§ **Record list**:

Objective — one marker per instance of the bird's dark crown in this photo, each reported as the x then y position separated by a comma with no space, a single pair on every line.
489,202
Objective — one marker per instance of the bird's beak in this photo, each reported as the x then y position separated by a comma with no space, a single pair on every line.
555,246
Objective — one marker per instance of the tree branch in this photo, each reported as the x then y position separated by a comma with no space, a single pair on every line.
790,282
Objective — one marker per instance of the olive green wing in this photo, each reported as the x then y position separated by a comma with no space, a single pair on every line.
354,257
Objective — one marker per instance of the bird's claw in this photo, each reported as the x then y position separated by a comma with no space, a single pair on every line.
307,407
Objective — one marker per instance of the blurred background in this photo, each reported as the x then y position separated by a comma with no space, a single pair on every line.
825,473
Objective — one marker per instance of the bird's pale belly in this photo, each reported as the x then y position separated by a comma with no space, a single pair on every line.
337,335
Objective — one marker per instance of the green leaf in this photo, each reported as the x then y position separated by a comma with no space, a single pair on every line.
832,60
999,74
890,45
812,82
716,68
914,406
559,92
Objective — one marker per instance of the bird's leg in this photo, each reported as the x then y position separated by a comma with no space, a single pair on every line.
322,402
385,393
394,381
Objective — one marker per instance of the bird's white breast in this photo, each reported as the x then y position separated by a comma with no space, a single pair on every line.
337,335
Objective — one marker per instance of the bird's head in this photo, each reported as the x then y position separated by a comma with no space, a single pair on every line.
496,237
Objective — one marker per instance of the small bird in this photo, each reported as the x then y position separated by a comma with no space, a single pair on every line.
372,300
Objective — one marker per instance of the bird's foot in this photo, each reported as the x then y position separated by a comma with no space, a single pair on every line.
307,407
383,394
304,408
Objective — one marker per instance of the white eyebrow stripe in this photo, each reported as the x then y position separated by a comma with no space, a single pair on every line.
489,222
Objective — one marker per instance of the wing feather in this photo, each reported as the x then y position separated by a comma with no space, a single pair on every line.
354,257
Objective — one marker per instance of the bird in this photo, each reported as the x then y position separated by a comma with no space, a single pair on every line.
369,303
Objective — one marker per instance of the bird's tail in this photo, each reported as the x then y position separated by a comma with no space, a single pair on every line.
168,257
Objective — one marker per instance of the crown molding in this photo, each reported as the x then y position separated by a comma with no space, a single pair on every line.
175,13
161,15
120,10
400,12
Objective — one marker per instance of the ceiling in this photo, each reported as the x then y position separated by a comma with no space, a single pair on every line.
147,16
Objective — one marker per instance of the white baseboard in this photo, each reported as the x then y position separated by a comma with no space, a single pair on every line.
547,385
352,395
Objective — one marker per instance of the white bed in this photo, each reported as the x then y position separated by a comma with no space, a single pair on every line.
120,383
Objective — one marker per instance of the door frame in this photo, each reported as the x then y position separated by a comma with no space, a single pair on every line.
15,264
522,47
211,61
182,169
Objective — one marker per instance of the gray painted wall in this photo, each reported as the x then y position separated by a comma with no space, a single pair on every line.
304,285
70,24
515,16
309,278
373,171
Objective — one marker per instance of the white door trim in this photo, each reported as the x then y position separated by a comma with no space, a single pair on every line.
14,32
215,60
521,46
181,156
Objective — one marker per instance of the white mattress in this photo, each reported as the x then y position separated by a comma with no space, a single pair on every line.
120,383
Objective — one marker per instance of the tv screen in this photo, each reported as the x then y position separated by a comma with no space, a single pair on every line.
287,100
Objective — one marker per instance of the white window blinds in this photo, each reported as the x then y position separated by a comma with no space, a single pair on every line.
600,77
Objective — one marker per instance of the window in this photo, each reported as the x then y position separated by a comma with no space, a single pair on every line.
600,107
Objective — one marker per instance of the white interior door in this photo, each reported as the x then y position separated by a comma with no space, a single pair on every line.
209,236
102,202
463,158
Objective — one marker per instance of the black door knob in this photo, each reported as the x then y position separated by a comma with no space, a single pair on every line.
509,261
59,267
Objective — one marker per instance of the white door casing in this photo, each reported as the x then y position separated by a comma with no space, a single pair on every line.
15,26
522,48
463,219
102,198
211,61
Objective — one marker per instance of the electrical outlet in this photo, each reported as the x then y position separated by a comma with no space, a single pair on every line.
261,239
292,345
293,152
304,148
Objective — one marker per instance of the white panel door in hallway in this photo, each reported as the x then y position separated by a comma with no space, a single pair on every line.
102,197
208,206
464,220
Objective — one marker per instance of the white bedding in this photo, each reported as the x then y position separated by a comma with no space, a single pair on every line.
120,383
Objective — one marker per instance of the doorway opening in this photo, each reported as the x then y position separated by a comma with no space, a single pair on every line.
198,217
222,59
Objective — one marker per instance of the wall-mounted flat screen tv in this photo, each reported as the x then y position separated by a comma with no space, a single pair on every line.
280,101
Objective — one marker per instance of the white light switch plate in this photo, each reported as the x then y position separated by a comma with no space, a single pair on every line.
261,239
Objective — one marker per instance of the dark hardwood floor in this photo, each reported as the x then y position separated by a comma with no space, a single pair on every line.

§ **Stated exercise**: Reproduce each entry from the records above, character for character.

§ **Output for this exercise**:
Objective — one marker per instance of the bird's dark crown in this photo, each reported as the x then y position separated by a comma with no space, a single pair on every line.
489,202
Objective — one marker per instance of the bird's beak in this photo, each reported as the x then y position separated by a comma with no space, a single pair on every line.
555,246
Objective — one marker per instance of the tree branch in this photo, each reported as the x then y position separated by a comma with no space, a single pair on every line.
790,282
Objective — one marker per instance of the olive green wing in this photo, each reported as the x then y position separated by a comma with no space, a single pair on every line.
354,257
Objective — one marker per instance of the bird's claw in this photo, each reported as the x then y position separated by a comma with no space, a single pair on every line.
307,407
Objective — one marker per instance of the blurred background in this photo, each reported as the x then y position separated by a comma with no space, a single pair on every line.
825,473
Objective — one marker per instance of the bird's pale belly in this photo, each reported as the x then y position separated by a comma with no space, a single pair on every line.
337,335
Objective — one marker per instance of the green leaf in this photo, each reported as the x then y position separated by a comma with no space, a single pair on every line.
832,60
999,74
890,45
812,82
716,68
914,406
559,92
Objective — one marker per instance of the bird's leg in this photo, each reported as the x then y position separated by a comma with no space, a single pair on every line.
322,402
385,393
394,381
Objective — one marker per instance of the bird's white breast in this photo, each reported as the x then y position separated by a comma with no space, a single pair on every line.
337,335
Objective — one marker per instance of the bird's head in this photo, each reported as the x then y position separated by a comma with no space, a single pair on every line.
496,237
Objective — one marker per instance of the small bird in this photo, each reported as the x then y position separated by a comma with no space, a single pair on every line.
372,300
Objective — one marker per instance of the bird's foot in this photo, each reported as the x then y position separated by a comma with no space, a single pair on every line.
307,407
383,394
304,408
Objective — one marker per instance of the white eyebrow stripe in this photo, each reported as the x then y position separated by a comma with no space, a single pair on every line.
489,222
Objective — one marker per instance of the wing feather in this photo, each reported as the x then y position separated by a comma with no space, a single pair on every line.
354,257
Objective — one marker per instance of the bird in this photo, each reported as the x then y position separated by a comma with no space, a single pair on every line.
369,303
Objective — one marker per instance of the bird's tail in this photo, each reported as the x then y position separated by a comma with no space, a single pair on every line.
168,257
Objective — one marker per instance of the crown molding in this photo, each reported as the x then y position separated by a comma with no space, a single pair on every line.
175,13
161,15
120,10
400,12
Objective — one marker per instance of the ceiling in this photo, each reported as the x then y position separated by a comma with no space, a single pair on every line.
147,16
Objective — one marker per instance of the white baseboard in this photo, each reported as the x then y position separated by a comma with no space, a single pair on every line.
547,385
352,395
Objective — one marker per instance of the white bed in this photo, each reported as the x then y position separated by a comma with no space, a single pair on every line.
120,383
Objective — one marker per instance of the door frame in this photo, each reported as the x then y position separated by a comma with no space, a single pair on every line.
15,264
522,47
211,61
182,169
Objective — one marker per instance of the gray painted wall in this photo, each reported as the x then y position separated by a comma with no space, a single pair on every line.
304,285
70,24
515,16
309,278
373,171
Objective — one marker per instance of the white door trim in this photo, each reported as the x then y position separated by a comma with no space, a single pair on every line.
14,32
215,60
521,46
181,156
Objective — one marker per instance of the white mattress in this photo, each reported as the x then y position separated by a comma with no space, a single pair on every line.
120,383
Objective — one marker per instance of the tv screen in this photo, each reported as the x then y position separated by a comma with no space, a single pair on every line.
287,100
Objective — one marker per instance of the white window blinds in this photo, each reported as the x then y position separated by a comma with no space, a single pair on every line.
600,77
Objective — one marker per instance of the window in this photo, each reported as the x then y position separated by a comma with no space, a single pair on every line.
600,107
Objective — one marker per instance of the white interior door in this photo, each reported as the x then y position separated by a comma with no space, a single pair on every line.
209,236
102,202
463,158
Objective — one marker per instance of the black door knob in this photo, each reported as the x then y position separated by a comma with no space, a single pair on every line.
509,261
59,267
Objective — one marker per instance of the white door casing in this photo, each reported as the x then y position separated by a comma with no space, a single pair on every line.
15,26
522,48
463,219
102,198
211,61
Objective — one marker per instance of the electrical outlet in this photo, each reported as the x then y position separated by a comma with no space, a single pair on every line.
261,239
292,345
293,152
304,148
Objective — one marker per instance of the white panel door in hallway in this photo, each reported as the x then y position separated by a comma with no space, a single pair on every line.
102,197
208,206
464,220
Objective — one marker per instance of the white bedding in this photo, each reported as the x then y position separated by a comma with no space, a single pair on every line.
120,383
Objective — one marker per instance of the doorway opening in this photo, each reported as the x then y position separated by a comma with no space, a single pair on every line.
198,217
222,59
Objective — one marker per instance of the wall-mounted flat screen tv in this photo, each reported as the x then y position separated by a comma with no space, a single pair on every line.
280,101
Objective — one marker per instance of the white light switch plate in this photo, each reported as the x then y position separated by a comma with no space, a single pair on every line.
261,239
Objective — one marker per instance of the dark hardwood floor in this photo, each reported as the x then y position separated by a comma with no space, a single pair on every line.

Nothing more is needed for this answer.